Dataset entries
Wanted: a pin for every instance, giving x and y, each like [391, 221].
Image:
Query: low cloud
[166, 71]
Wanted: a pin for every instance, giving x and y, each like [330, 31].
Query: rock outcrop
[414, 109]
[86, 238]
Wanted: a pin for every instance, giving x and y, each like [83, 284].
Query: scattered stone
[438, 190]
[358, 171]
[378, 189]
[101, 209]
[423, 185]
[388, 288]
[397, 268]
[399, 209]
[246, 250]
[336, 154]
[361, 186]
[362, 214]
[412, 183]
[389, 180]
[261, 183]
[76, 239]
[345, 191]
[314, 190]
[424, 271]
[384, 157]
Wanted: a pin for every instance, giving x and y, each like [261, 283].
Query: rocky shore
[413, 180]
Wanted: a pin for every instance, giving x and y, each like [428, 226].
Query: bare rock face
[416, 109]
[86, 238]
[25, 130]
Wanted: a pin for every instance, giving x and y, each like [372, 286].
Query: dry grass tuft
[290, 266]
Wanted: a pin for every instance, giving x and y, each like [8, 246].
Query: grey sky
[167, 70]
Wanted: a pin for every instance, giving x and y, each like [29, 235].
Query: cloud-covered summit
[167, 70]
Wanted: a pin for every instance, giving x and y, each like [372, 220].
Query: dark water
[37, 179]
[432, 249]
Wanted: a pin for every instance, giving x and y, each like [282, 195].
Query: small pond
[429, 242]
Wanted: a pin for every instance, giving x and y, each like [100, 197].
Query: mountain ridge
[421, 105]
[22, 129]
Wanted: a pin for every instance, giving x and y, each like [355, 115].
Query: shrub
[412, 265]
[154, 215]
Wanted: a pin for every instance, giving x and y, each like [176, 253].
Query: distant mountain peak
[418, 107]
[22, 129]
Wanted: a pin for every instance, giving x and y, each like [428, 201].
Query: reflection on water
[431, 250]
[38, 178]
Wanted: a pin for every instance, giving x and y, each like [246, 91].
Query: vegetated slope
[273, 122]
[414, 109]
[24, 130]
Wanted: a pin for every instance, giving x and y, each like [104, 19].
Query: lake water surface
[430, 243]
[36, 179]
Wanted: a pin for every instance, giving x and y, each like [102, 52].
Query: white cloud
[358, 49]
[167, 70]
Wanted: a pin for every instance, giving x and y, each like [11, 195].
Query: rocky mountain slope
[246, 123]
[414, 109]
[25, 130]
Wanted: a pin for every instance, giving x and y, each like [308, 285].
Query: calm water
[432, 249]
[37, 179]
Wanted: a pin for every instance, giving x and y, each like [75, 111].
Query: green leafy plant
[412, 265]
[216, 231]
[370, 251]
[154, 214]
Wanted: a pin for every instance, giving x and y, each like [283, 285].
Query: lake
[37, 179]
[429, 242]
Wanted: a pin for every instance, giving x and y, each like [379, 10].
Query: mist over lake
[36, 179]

**Aim of the task**.
Every record above needs to be repeated word for word.

**Response area**.
Wanted: a pin for every instance, giving x and y, each like [391, 221].
Image:
Query: low cloud
[166, 71]
Wanted: a pin for every instance, giving x and y, each like [330, 31].
Query: rock outcrop
[414, 109]
[86, 238]
Wanted: a pin for every instance, giving x and y, each like [83, 284].
Query: scattered stone
[438, 190]
[358, 171]
[378, 189]
[101, 209]
[423, 185]
[388, 288]
[397, 268]
[399, 209]
[246, 250]
[336, 154]
[361, 186]
[362, 214]
[412, 183]
[389, 180]
[261, 183]
[76, 239]
[345, 191]
[314, 190]
[424, 271]
[384, 157]
Wanted: a pin for every instance, giving x and y, each like [261, 283].
Query: rocky shore
[413, 180]
Wanted: a pin for every instance, giving x and y, each like [428, 226].
Query: bare rock face
[416, 109]
[86, 238]
[25, 130]
Wanted: a pin for every instance, giving x and y, each like [372, 286].
Query: dry grass tuft
[290, 266]
Wanted: a pin for every instance, giving x and y, each like [8, 246].
Query: grey sky
[167, 70]
Wanted: a pin for every instance, giving x and y, each like [29, 235].
Query: cloud-covered summit
[167, 70]
Wanted: a pin for every instance, giving x and y, each like [372, 220].
Query: dark water
[37, 179]
[432, 249]
Wanted: a pin for every instance, giving x and y, each like [282, 195].
Query: small pond
[429, 242]
Wanted: a pin for every instance, giving x and y, each like [100, 197].
Query: mountain ridge
[421, 105]
[22, 129]
Wanted: a pin for every instance, giving x and y, each like [355, 115].
Query: shrub
[412, 265]
[154, 215]
Wanted: a pin for every instance, giving x and y, each like [176, 253].
Query: distant mountain peak
[418, 107]
[22, 129]
Wanted: a pin for every instance, giving x and y, each like [428, 201].
Query: reflection on water
[431, 250]
[38, 178]
Wanted: a pin for every instance, giving x and y, each like [246, 91].
Query: vegetated slope
[273, 122]
[414, 109]
[24, 130]
Wanted: a pin for every instance, giving x and y, each like [104, 19].
Query: lake water surface
[430, 243]
[36, 179]
Wanted: a pin for every instance, giving x and y, each like [102, 52].
Query: white cloud
[358, 49]
[167, 70]
Wanted: a pin for every instance, giving x and y, each like [11, 195].
Query: rocky mountain slope
[246, 123]
[414, 109]
[25, 130]
Wanted: a pin for every instance, giving x and y, each like [308, 285].
Query: calm water
[432, 249]
[37, 179]
Wanted: a pin for every instance, giving x and y, each like [75, 111].
Query: green leafy plant
[412, 265]
[216, 231]
[370, 251]
[154, 214]
Wanted: a pin for every instance, giving x and y, each like [283, 285].
Query: lake
[37, 179]
[429, 242]
Wanted: a pin for every instance, giving x and y, each like [379, 10].
Query: mist over lake
[36, 179]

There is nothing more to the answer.